▶ [Text zum Lesen]

Auf das Erfahrungswissen der Betroffenen angewiesen

"Die Evangelische Kirche ist auf das Erfahrungswissen der Betroffenen angewiesen und will sie weiterhin konsequent beteiligen", betonte der Braunschweiger Landesbischof. Dafür müsse sie auch mit Rücksicht auf die unterschiedlichen Perspektiven von Betroffenen "die bisherigen Erfahrungen auswerten und die Formen überprüfen, gegebenenfalls auch weiterentwickeln". Aus diesen laufenden Gesprächen könne, so Meyns, nicht berichtet werden.

Laut "Spiegel" haben von den verbliebenen sieben Opfern vier mit anwaltlicher Hilfe zwischenzeitlich einen Aufschub der Auflösung erreicht. Die nächste Beiratssitzung sei am kommenden Montag geplant.

Der Betroffenenbeirat war im vergangenen August von der EKD nach eigenen Angaben berufen worden, "um in strukturierter Art und Weise Perspektiven und Haltungen Betroffener sexualisierter Gewalt in die laufenden Entscheidungsprozesse einzubinden". Der Beirat sei an allen laufenden Prozessen zur Aufarbeitung sexualisierter Gewalt in der EKD und der Diakonie beteiligt. Auch die katholische Deutsche Bischofskonferenz hat einen Betroffenenbeirat eingerichtet.

▶ [Ziel der Aufgabe]
Zitieren Sie aus dem Text über den Betroffenenbeirat der EKD wörtlich die Stelle, die mit „Der Betroffenenbeirat war“ beginnt und bis einschließlich „einen Betroffenenbeirat eingerichtet.“ reicht.

▶ [Bereitgestelltes Material]
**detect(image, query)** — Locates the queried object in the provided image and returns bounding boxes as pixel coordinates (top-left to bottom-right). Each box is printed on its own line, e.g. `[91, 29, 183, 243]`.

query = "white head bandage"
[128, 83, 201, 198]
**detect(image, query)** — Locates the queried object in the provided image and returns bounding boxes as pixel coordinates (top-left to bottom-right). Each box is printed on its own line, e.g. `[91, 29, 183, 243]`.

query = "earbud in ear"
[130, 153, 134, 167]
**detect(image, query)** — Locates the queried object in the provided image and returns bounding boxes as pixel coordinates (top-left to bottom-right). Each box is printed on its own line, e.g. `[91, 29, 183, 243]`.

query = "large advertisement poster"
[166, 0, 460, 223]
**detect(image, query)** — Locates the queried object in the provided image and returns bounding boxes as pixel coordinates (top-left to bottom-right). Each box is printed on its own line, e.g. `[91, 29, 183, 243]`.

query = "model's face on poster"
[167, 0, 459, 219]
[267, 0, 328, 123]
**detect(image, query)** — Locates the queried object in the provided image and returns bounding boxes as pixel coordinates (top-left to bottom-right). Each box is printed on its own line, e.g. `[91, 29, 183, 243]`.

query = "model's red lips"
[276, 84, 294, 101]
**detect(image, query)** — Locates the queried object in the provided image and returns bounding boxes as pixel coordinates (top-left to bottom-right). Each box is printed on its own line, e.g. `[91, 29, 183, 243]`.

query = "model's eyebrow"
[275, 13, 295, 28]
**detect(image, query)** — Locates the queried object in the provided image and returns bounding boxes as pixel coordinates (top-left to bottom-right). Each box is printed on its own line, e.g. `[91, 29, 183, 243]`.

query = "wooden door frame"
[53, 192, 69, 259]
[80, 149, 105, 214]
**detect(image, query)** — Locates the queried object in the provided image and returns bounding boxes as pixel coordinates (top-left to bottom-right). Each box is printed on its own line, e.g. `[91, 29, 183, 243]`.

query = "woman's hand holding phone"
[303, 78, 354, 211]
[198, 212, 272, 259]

▶ [Lösung der Aufgabe]
Der Betroffenenbeirat war im vergangenen August von der EKD nach eigenen Angaben berufen worden, "um in strukturierter Art und Weise Perspektiven und Haltungen Betroffener sexualisierter Gewalt in die laufenden Entscheidungsprozesse einzubinden". Der Beirat sei an allen laufenden Prozessen zur Aufarbeitung sexualisierter Gewalt in der EKD und der Diakonie beteiligt. Auch die katholische Deutsche Bischofskonferenz hat einen Betroffenenbeirat eingerichtet.